-- start of DOCUMENT PASSAGE --

Edinburgh, Scotland
It was a predictable week in US equity markets with the SPX (S&P 500 Index) testing the psychologically important 6000 “round number” level:

At this point we will have to see whether there is any follow through to test the February all-time highs at ~6120. Since the correction in March we have seen a classical “Volatility Correction Pattern” (VCP) with volatility dropping and prices consolidating. This is a common setup for a potential breakout – usually, and preferably, on high volume, to show conviction. Although there has been an attempt to break out of the consolidation zone this has not been accompanied by high volume – only average volume – so we wait for more evidence.
US markets closed ~ 1.6% higher than last week’s close that placed this asset class in the middle of the pack:

with Oil (USO) leading the way and Bonds (TMF) backing off.

-- end of DOCUMENT PASSAGE --

■ **LIST OF TASKS**
1. In the market commentary, at roughly what level are the February all-time highs?
2. Repeat a passage of the market commentary, starting with "At this point" and going on through "for more evidence.".
3. The market commentary says to wait for more evidence about a breakout. Why?
The records that come next aren't needed.

-- start of DATA EXTRACT --

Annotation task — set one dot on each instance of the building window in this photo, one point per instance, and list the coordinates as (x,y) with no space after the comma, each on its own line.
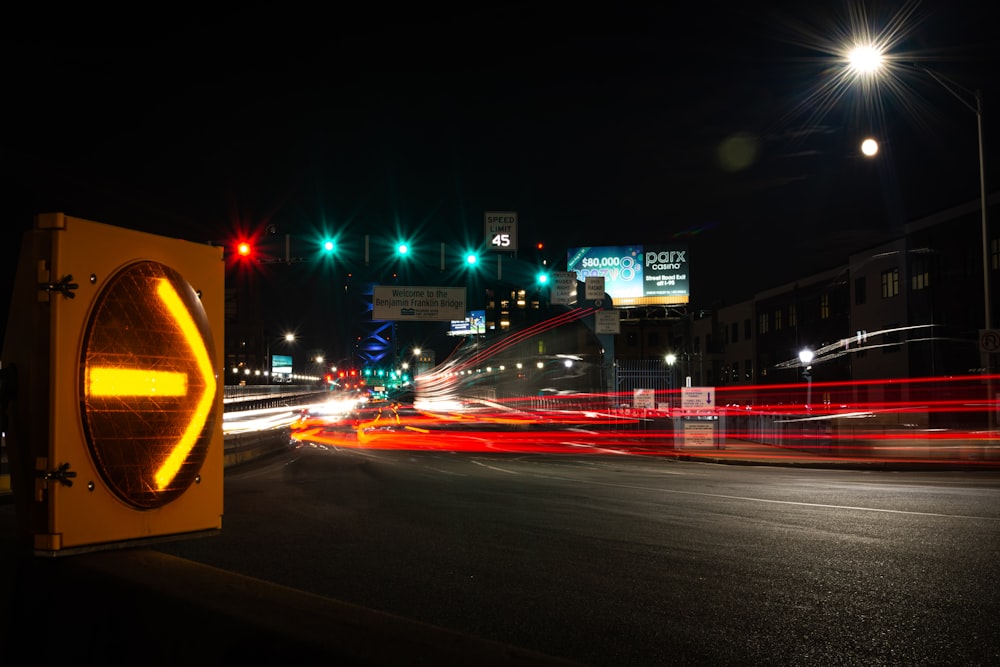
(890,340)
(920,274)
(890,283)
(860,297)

-- end of DATA EXTRACT --
-- start of DATA EXTRACT --

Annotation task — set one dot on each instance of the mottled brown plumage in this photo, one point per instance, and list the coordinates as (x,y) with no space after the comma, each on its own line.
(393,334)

-- end of DATA EXTRACT --

■ **SOLUTIONS IN ORDER**
1. About 6120.

2.
At this point we will have to see whether there is any follow through to test the February all-time highs at ~6120. Since the correction in March we have seen a classical “Volatility Correction Pattern” (VCP) with volatility dropping and prices consolidating. This is a common setup for a potential breakout – usually, and preferably, on high volume, to show conviction. Although there has been an attempt to break out of the consolidation zone this has not been accompanied by high volume – only average volume – so we wait for more evidence.

3. A breakout should preferably come on high volume to show conviction. The attempt to break out of the consolidation zone came on only average volume.